*Aim*
Switch "Please spot" to "Please locate" throughout the records below, and leave every other word and line as it is.

[Items from a data source]
.....
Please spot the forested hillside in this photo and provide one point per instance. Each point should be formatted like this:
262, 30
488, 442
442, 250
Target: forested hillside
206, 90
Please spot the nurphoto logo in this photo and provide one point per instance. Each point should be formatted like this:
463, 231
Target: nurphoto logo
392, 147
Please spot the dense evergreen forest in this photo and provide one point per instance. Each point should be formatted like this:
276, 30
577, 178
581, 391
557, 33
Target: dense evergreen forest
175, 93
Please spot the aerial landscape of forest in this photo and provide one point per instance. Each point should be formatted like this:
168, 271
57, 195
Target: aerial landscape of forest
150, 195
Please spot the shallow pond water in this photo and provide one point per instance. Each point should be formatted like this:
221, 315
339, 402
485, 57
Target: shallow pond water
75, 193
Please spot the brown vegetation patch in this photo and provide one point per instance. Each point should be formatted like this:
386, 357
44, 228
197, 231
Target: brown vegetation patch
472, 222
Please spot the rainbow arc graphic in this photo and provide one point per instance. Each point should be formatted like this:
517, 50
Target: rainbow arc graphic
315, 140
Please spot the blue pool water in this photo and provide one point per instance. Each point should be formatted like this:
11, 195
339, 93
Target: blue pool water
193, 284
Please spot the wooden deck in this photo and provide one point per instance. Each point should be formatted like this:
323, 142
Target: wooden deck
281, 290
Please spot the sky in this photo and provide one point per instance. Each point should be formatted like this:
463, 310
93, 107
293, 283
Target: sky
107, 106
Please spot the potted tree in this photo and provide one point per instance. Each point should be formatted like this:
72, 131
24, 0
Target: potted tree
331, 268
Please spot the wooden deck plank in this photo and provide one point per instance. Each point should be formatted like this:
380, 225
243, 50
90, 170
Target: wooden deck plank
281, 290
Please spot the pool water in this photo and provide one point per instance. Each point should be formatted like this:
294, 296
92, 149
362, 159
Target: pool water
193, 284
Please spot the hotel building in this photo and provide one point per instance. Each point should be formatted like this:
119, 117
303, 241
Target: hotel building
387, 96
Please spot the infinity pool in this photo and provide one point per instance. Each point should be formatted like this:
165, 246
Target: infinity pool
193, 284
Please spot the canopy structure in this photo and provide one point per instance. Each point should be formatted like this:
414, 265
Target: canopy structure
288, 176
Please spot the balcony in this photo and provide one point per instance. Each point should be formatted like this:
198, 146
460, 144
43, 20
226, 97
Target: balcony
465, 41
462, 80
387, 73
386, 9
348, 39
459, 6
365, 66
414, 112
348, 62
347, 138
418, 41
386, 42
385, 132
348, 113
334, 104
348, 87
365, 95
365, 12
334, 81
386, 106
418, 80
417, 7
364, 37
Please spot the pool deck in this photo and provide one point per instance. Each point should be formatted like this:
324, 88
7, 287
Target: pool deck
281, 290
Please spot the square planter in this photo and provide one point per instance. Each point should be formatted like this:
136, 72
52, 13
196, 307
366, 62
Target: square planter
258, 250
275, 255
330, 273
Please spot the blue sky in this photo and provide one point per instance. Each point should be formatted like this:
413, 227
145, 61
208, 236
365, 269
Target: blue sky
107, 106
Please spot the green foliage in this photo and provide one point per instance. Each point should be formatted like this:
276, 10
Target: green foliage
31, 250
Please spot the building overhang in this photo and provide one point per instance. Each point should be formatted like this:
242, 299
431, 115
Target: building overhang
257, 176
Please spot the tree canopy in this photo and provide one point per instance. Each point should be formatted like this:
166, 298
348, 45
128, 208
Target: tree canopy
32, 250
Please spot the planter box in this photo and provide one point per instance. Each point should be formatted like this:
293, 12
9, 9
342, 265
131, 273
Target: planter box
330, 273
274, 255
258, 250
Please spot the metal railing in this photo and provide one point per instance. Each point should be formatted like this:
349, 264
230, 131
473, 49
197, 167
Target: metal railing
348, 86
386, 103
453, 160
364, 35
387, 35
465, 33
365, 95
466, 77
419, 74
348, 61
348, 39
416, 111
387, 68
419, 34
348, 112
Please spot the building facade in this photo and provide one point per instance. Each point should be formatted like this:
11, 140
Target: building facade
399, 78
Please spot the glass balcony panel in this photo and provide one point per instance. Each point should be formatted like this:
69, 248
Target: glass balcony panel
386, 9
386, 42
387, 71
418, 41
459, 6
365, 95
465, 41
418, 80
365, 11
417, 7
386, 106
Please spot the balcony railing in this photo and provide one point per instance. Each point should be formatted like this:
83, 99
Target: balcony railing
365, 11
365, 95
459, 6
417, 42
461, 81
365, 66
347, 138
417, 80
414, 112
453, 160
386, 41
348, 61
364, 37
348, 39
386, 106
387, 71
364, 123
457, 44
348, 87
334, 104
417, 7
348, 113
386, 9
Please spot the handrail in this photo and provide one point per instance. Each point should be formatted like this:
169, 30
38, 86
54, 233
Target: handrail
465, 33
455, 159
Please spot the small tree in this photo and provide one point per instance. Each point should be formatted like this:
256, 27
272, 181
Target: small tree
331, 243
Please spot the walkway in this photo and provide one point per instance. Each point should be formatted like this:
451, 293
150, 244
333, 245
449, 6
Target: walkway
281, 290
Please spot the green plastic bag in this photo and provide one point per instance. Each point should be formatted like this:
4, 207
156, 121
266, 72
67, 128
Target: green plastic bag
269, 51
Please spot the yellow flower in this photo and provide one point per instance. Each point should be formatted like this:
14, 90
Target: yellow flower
.....
*Expected output*
Please locate the forested hillside in this photo and provide one point per instance. Each point should be formatted like this:
262, 30
488, 442
442, 250
Target: forested hillside
206, 90
Please locate the nurphoto logo in this photo and provide one point per instance. Each point should be formatted like this:
463, 231
Target: nurphoto logo
392, 147
Please locate the dense evergreen forest in this photo and provide one point per instance. Each point should be formatted like this:
276, 30
577, 178
581, 391
557, 33
Target: dense evergreen forest
175, 93
Please locate the aerial landscape of forest in this photo and provide one point per instance. Each point should be formatted like this:
168, 271
57, 195
Target: aerial landscape of forest
150, 195
Please locate the shallow pond water in this photo and provide one point per instance. Each point should be formatted like this:
221, 315
339, 402
485, 57
Target: shallow pond water
75, 193
Please locate the brown vegetation patch in this photo and provide one point per instance. Each point should be formatted like this:
386, 357
44, 228
197, 231
Target: brown vegetation patch
472, 222
Please locate the rainbow arc graphic in this photo and provide one point per instance. Each point should be formatted like this:
517, 50
Target: rainbow arc graphic
315, 140
Please locate the blue pool water in this photo and provide one point per instance. Each point should be formatted like this:
11, 195
339, 93
Target: blue pool water
193, 284
Please locate the wooden deck in this photo and provide one point per instance. Each point should be formatted like this:
323, 142
Target: wooden deck
281, 290
Please locate the sky in this photo and provide one point per instance. Each point should be formatted like this:
463, 310
93, 107
293, 283
Target: sky
107, 106
Please locate the potted tree in this photo and provide one point per instance. Each point should be formatted like this:
72, 131
24, 0
Target: potted tree
331, 268
Please locate the wooden deck plank in this photo and provide one point per instance. Each point should be formatted like this:
380, 225
243, 50
90, 170
Target: wooden deck plank
281, 290
Please locate the pool water in this photo and provide one point per instance. Each point should be formatted like this:
294, 296
92, 149
362, 159
Target: pool water
193, 284
Please locate the hotel building in this photo and provide one point per instance. Each point should be formatted like this:
119, 117
303, 241
Target: hotel building
387, 96
Please locate the infinity pool in this photo and provide one point per instance. Each point should be formatted like this:
165, 246
Target: infinity pool
193, 284
Please locate the canopy structure in this photo and provide one point per instance. Each point should be formatted like this:
414, 265
Target: canopy structure
288, 176
Please locate the balcony in this photo and provide one point per instance. Each point should be formatted like this:
198, 146
460, 144
43, 20
226, 97
Target: balcony
465, 41
462, 80
387, 73
386, 9
348, 39
459, 6
365, 66
414, 112
348, 62
347, 138
418, 41
386, 42
385, 132
348, 113
334, 104
348, 87
365, 95
365, 12
334, 81
386, 106
418, 80
417, 7
364, 37
Please locate the pool deck in this photo and provide one point per instance. Each point should be formatted like this:
324, 88
7, 287
Target: pool deck
281, 290
Please locate the square planter in this photo and provide one point per instance. Each point should be formatted like this:
136, 72
52, 13
196, 307
366, 62
Target: square planter
258, 250
275, 255
330, 273
Please locate the blue sky in this photo and provide one point per instance. Each point should be formatted like this:
413, 227
145, 61
208, 236
365, 269
Target: blue sky
107, 106
Please locate the green foliage in this photo and provide one point per instance. Each point should be formatted like this:
276, 10
Target: green foliage
31, 250
Please locate the building overhang in this photo and provide one point per instance. Each point should be formatted like this:
242, 299
431, 115
Target: building overhang
257, 176
Please locate the tree canopy in this photo and provide one point per instance. Each point should be formatted like this:
166, 298
348, 45
128, 208
Target: tree canopy
32, 250
Please locate the planter box in this photo and provide one point per instance. Each point should be formatted like this:
293, 12
9, 9
342, 265
131, 273
Target: planter box
330, 273
274, 255
258, 250
Please locate the metal railing in this photo and provide one point per instance. Each point should be formatted like this:
349, 264
230, 131
473, 49
197, 167
Target: metal railing
348, 86
386, 103
453, 160
364, 35
387, 35
465, 33
365, 95
466, 77
419, 74
348, 61
348, 39
416, 111
387, 68
419, 34
348, 112
Please locate the building facade in this photo and provide one point per instance. Each point should be formatted like this:
11, 140
Target: building facade
399, 78
Please locate the glass balcony panel in this photo and provide one point per instance. Each point should be formatted like this:
69, 248
Target: glass balcony panel
386, 9
386, 42
387, 71
418, 41
459, 6
365, 95
465, 41
418, 80
365, 11
417, 7
386, 106
Please locate the balcony railing in this photo and provide one point per instance. Each point should be formatted like this:
83, 99
Target: balcony railing
365, 11
365, 95
459, 6
417, 42
461, 81
365, 66
347, 138
417, 80
414, 112
453, 160
386, 41
348, 61
364, 37
348, 39
386, 106
387, 71
364, 123
457, 44
348, 87
334, 104
417, 7
348, 113
386, 9
Please locate the handrail in this photo and provide one point per instance. Each point should be formatted like this:
169, 30
38, 86
54, 233
Target: handrail
465, 33
455, 159
Please locate the small tree in this photo and provide one point per instance. Each point should be formatted like this:
256, 27
272, 181
Target: small tree
331, 243
Please locate the walkway in this photo and provide one point per instance. Each point should be formatted like this:
451, 293
150, 244
333, 245
449, 6
Target: walkway
281, 290
Please locate the green plastic bag in this photo and provide one point per instance. Each point should be formatted like this:
4, 207
156, 121
266, 72
67, 128
Target: green plastic bag
269, 51
Please locate the yellow flower in this photo and provide one point per instance. Each point should be formatted like this:
14, 90
Target: yellow flower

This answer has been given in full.